Your objective: Please gather every line below that holds the string "styrofoam", and copy each one in full.
* Begin Given entries *
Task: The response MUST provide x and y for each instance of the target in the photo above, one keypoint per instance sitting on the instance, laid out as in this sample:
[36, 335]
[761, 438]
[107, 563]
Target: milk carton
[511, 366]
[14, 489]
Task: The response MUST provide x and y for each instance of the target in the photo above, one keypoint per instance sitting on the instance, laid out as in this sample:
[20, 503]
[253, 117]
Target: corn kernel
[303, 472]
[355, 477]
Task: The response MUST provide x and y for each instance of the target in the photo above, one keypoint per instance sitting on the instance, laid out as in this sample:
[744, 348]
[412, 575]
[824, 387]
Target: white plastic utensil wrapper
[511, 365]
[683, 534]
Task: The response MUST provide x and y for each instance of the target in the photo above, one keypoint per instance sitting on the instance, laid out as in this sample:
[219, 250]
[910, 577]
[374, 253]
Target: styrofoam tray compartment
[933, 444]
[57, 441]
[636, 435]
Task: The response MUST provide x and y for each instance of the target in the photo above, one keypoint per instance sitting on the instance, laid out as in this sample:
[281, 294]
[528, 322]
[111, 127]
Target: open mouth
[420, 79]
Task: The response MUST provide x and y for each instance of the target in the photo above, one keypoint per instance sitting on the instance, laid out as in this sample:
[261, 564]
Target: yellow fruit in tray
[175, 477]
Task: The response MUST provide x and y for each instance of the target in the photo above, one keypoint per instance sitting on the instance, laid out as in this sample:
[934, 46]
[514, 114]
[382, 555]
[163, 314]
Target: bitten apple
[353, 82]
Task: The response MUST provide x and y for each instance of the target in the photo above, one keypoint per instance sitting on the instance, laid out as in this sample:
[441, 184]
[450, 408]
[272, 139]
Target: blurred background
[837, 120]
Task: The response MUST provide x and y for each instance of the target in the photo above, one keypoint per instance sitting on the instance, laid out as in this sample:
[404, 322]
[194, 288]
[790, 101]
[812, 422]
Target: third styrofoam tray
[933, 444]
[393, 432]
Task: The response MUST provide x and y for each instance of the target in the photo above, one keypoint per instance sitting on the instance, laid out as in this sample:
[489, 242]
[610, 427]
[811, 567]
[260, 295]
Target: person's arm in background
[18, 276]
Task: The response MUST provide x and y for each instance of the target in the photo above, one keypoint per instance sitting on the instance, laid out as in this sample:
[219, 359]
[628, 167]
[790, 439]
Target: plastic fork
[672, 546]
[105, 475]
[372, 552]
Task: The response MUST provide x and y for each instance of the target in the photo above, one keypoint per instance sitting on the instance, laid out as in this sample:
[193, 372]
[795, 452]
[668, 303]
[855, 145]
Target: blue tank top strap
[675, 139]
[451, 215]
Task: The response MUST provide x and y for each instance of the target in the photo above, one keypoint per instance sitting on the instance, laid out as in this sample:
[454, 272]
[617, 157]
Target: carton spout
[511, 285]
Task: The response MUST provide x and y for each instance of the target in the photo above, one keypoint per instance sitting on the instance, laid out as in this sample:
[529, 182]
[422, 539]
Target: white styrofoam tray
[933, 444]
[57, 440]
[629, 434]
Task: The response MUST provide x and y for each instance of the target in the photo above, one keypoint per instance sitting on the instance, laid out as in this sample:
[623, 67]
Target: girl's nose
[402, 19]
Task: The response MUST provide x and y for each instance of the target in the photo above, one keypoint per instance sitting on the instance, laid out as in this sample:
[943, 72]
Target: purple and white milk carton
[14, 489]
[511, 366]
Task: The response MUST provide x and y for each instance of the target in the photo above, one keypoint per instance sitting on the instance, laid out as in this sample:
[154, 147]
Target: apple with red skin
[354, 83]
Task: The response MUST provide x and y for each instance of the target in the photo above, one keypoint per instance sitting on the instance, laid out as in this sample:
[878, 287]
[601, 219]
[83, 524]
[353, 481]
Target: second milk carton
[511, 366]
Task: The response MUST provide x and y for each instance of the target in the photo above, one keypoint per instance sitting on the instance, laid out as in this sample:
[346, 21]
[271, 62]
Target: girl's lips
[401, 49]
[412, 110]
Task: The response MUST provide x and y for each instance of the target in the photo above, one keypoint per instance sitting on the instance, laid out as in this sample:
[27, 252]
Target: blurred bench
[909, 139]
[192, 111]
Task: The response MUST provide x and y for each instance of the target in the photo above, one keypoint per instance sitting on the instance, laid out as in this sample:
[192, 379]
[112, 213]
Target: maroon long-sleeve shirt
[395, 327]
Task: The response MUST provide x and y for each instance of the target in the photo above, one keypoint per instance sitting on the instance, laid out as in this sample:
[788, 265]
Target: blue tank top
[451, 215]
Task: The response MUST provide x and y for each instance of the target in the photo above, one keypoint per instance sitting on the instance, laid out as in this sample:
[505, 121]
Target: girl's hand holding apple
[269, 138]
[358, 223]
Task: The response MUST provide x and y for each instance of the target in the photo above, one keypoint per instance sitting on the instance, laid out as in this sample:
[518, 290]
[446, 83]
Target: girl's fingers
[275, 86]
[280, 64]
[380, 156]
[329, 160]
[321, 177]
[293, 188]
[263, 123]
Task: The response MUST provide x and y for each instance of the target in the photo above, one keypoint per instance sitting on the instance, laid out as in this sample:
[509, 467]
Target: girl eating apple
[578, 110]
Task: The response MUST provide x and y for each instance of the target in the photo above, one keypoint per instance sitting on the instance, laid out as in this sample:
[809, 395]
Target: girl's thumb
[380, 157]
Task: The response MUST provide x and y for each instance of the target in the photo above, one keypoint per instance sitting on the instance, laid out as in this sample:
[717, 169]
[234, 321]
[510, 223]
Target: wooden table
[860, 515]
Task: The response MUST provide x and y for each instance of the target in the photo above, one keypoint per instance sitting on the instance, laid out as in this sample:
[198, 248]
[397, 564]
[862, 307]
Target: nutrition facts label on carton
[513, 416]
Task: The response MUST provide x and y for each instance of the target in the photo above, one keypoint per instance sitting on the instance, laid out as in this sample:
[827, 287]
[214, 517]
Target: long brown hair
* End Given entries *
* Begin Given entries *
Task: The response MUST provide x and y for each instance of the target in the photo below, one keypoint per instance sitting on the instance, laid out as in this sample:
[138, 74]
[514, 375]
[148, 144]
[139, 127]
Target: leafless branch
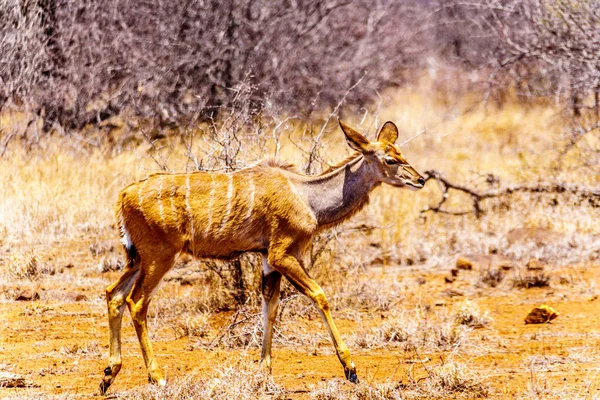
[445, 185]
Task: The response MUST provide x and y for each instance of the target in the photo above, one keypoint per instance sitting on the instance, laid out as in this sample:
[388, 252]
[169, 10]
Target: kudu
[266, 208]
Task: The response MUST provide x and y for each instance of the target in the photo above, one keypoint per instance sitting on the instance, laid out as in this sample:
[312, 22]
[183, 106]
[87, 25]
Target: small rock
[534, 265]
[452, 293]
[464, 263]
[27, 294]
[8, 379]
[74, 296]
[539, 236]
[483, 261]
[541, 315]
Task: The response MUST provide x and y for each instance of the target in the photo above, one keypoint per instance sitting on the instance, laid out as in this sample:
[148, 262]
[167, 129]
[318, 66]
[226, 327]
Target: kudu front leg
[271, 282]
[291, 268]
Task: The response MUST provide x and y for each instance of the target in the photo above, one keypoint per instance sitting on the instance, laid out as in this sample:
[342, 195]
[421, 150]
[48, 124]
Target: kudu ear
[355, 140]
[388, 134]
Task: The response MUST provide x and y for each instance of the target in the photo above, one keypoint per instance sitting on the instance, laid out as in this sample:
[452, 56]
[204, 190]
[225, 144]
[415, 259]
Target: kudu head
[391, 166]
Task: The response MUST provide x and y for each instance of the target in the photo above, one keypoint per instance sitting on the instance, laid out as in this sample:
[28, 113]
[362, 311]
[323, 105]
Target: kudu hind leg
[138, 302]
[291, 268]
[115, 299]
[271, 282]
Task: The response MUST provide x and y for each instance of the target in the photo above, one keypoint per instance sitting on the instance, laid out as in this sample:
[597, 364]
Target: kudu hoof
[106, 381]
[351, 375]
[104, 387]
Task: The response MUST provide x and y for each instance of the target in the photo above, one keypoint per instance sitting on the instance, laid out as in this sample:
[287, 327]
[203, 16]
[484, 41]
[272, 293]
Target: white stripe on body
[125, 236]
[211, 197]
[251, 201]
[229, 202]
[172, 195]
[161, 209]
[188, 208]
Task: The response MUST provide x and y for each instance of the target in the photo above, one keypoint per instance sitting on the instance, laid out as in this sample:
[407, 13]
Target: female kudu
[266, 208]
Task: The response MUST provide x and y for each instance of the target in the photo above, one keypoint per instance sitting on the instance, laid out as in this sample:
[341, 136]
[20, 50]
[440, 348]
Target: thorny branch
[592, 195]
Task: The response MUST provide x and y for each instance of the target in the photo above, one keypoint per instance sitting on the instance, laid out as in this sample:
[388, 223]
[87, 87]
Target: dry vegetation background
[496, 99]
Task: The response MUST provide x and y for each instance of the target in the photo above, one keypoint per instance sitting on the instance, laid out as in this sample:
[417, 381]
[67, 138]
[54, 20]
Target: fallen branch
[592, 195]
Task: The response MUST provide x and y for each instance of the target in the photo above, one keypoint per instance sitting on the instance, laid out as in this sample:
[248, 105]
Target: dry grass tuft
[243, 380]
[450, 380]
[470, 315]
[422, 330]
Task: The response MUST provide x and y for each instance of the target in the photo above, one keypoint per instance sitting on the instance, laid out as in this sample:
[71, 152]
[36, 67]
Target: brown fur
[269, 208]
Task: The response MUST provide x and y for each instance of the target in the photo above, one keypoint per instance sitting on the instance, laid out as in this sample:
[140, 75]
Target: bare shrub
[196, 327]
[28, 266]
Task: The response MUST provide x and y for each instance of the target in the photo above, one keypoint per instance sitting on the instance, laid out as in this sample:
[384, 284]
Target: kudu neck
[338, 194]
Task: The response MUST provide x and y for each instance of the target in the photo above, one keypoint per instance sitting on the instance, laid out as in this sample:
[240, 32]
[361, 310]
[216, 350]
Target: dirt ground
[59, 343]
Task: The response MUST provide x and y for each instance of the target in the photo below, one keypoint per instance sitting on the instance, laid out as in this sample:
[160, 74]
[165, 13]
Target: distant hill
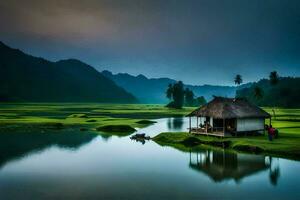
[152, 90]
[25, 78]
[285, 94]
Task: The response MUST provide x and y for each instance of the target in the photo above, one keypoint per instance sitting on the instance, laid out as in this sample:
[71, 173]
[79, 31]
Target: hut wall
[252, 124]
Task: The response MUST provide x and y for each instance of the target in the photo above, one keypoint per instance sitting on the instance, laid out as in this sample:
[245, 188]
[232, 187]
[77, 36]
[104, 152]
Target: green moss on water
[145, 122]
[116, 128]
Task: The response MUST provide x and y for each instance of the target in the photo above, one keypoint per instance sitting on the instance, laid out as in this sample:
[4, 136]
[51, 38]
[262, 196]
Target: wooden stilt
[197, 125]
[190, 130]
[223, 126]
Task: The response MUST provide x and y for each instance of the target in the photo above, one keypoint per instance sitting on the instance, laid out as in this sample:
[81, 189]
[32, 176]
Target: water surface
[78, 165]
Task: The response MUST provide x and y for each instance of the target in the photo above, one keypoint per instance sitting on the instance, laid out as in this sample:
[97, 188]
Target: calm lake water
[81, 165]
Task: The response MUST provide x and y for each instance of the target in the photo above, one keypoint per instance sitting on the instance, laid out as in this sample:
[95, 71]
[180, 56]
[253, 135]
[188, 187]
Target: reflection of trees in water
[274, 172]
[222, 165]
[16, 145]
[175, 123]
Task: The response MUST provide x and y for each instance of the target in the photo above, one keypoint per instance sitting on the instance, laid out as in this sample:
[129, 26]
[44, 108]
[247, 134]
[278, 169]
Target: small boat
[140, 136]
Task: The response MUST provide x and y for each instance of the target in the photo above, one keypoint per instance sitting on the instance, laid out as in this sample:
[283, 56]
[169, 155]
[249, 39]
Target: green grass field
* End Given entries *
Answer to this problem:
Target: styrofoam tray compartment
Target: third styrofoam tray
Target: white styrofoam tray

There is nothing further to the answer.